Task directions:
Beginning with the first line, copy out each line of the material until the line containing "indicate the scaly" has been copied as well.

Top of Exercise materials

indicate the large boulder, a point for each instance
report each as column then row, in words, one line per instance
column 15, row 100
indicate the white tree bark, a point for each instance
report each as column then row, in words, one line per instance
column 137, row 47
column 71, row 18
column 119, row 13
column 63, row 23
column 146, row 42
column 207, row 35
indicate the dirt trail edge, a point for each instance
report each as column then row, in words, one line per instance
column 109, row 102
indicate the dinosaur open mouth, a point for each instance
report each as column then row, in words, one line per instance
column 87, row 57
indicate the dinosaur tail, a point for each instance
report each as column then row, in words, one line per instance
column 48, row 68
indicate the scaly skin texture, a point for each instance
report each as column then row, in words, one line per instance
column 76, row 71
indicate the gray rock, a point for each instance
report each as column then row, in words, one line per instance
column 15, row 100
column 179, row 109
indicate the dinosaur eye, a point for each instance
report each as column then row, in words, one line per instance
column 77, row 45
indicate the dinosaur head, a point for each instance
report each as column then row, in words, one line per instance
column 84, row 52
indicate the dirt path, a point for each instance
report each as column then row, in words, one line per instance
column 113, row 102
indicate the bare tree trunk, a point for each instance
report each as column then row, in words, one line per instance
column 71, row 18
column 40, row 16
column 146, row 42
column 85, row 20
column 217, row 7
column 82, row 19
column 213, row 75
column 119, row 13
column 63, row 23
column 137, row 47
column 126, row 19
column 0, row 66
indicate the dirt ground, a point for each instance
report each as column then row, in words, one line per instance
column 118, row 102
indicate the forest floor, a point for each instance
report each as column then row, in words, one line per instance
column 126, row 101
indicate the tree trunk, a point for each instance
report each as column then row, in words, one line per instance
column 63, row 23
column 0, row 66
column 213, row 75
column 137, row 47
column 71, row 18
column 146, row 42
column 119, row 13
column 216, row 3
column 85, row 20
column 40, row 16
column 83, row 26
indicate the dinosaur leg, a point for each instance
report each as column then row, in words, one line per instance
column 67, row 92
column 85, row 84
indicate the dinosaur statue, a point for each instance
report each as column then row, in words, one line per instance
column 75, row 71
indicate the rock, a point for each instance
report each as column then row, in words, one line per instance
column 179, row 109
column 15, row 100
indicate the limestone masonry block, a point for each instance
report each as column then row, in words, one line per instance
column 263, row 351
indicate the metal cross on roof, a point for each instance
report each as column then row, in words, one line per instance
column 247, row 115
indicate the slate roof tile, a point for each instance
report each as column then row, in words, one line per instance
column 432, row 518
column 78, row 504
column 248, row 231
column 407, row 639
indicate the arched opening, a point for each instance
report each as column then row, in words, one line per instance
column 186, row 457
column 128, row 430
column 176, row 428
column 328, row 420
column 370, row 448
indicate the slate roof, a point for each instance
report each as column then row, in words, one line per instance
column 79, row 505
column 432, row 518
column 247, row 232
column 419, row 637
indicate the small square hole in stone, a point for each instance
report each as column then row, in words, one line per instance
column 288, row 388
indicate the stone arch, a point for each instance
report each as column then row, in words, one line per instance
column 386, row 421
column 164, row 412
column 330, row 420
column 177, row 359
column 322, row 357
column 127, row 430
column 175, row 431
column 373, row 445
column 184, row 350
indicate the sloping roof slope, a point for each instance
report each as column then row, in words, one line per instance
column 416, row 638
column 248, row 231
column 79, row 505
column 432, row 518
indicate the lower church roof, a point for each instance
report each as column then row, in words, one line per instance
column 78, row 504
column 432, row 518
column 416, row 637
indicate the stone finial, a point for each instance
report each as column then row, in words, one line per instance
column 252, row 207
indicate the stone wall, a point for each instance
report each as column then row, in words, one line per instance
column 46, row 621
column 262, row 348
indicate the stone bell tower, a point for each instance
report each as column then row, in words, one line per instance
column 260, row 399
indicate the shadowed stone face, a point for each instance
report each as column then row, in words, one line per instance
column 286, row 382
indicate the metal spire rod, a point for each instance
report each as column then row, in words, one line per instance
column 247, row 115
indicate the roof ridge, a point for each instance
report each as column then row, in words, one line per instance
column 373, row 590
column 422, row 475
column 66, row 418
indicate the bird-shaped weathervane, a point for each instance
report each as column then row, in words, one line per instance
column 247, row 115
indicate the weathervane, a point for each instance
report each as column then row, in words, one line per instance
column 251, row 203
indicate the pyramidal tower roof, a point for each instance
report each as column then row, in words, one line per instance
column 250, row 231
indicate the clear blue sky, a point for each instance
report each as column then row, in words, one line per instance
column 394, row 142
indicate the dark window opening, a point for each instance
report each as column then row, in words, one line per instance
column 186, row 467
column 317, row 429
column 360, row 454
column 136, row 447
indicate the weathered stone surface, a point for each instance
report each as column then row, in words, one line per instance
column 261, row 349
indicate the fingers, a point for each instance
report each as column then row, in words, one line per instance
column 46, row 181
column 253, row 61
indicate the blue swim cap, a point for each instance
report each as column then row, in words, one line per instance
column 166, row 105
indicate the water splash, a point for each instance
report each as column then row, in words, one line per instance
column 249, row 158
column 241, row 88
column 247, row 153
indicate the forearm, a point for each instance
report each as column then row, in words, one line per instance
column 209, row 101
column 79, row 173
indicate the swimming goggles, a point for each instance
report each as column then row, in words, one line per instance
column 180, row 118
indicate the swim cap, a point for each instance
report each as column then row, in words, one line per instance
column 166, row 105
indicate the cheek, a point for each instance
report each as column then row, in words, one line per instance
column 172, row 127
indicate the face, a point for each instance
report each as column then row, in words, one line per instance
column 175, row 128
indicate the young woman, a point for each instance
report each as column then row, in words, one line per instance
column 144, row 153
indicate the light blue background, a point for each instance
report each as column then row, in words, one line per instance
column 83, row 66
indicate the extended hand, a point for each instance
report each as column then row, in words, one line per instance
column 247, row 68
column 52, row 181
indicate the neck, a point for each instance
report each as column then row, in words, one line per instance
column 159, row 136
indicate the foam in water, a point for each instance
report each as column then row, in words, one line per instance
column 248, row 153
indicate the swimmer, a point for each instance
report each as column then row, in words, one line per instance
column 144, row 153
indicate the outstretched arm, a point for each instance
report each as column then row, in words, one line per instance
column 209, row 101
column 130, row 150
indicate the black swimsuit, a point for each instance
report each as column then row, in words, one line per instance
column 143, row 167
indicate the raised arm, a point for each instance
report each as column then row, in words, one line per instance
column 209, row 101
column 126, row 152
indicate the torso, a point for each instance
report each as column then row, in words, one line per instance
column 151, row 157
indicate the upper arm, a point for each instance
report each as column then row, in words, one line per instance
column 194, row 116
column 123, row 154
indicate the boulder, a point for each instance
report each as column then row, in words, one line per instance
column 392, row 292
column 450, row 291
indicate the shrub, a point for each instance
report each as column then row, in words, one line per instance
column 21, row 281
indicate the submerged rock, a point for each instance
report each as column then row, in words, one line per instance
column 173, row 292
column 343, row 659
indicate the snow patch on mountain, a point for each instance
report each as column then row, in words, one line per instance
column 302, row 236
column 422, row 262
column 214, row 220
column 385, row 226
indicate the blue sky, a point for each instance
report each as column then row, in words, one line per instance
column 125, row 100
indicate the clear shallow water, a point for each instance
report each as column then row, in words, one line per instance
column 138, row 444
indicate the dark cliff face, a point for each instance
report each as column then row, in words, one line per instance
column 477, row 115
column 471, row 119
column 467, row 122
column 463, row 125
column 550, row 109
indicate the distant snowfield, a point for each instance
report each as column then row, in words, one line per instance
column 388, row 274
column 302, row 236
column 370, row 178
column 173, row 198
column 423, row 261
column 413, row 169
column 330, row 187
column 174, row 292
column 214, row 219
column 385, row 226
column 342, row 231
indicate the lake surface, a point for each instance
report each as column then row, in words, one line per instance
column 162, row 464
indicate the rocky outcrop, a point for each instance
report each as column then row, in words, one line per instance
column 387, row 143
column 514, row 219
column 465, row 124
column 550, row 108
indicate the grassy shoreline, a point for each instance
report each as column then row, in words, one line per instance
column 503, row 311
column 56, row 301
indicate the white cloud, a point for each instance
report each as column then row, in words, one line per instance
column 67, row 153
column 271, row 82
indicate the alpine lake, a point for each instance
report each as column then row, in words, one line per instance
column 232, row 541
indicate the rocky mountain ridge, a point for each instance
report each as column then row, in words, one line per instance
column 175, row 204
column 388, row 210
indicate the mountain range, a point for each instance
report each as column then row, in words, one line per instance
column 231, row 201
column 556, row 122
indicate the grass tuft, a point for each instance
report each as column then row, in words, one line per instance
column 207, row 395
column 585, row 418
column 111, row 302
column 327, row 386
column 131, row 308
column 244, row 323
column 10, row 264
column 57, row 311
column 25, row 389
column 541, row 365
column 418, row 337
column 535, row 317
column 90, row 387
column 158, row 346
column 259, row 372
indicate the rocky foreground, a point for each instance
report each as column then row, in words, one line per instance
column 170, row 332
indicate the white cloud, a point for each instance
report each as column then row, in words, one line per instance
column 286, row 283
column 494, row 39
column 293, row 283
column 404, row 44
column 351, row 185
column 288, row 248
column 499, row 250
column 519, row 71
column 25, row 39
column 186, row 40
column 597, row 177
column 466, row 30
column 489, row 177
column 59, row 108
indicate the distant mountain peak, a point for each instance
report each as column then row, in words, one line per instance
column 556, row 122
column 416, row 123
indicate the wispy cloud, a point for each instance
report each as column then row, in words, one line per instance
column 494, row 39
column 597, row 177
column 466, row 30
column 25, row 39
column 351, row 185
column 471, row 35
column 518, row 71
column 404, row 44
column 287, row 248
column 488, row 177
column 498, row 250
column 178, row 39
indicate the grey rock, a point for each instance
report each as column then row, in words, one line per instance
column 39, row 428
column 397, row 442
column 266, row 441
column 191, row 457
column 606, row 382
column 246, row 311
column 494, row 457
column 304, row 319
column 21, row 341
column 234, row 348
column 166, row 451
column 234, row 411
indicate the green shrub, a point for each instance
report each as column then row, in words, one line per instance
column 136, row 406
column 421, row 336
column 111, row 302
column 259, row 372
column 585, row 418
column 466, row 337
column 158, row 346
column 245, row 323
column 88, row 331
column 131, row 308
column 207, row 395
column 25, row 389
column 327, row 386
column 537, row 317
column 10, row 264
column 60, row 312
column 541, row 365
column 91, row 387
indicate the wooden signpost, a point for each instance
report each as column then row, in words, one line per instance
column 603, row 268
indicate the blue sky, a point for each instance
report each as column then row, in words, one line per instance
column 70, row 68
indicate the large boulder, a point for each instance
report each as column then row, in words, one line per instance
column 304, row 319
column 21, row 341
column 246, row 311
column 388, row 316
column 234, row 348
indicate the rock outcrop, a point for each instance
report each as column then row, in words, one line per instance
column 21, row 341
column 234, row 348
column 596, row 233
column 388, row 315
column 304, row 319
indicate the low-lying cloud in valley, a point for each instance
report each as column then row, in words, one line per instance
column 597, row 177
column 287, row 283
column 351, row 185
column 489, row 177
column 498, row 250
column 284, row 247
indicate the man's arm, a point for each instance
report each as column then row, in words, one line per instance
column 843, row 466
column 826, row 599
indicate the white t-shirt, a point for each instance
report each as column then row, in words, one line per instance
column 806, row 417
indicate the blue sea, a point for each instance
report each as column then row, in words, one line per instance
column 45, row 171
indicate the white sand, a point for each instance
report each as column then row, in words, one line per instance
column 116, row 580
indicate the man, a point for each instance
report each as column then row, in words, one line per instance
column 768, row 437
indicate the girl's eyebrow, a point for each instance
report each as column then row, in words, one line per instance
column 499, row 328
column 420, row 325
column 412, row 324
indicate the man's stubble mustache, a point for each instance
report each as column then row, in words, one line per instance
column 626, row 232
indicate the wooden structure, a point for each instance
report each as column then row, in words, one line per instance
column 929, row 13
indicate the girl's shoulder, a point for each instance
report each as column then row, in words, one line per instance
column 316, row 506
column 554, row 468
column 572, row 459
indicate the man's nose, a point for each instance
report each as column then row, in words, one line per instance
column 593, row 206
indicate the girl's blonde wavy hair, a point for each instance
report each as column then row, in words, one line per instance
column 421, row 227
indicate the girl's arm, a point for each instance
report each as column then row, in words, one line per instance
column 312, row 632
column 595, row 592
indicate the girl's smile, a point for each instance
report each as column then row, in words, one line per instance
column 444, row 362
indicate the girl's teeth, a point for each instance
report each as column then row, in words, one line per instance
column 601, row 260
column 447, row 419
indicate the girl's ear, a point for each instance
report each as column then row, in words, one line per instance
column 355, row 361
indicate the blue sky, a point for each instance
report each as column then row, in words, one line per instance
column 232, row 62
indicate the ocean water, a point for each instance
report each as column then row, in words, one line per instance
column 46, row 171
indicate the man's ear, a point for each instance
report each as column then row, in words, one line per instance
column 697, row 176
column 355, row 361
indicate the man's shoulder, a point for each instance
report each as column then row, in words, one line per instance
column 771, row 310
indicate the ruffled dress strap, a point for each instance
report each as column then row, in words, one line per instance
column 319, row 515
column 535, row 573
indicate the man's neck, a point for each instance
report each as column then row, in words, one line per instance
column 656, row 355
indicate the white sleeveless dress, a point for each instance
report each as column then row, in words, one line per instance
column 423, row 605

Bottom of Exercise materials

Exercise answer:
indicate the large boulder, a point for each instance
report each as column then row, in words, one line per instance
column 15, row 100
indicate the white tree bark, a point for each instance
report each as column then row, in words, one line per instance
column 137, row 47
column 71, row 18
column 119, row 13
column 63, row 23
column 146, row 42
column 207, row 35
indicate the dirt trail edge, a point for each instance
report each as column then row, in words, one line per instance
column 109, row 102
indicate the dinosaur open mouth, a point for each instance
report each as column then row, in words, one line per instance
column 87, row 57
indicate the dinosaur tail, a point for each instance
report each as column then row, in words, one line per instance
column 48, row 68
indicate the scaly skin texture, a point for each instance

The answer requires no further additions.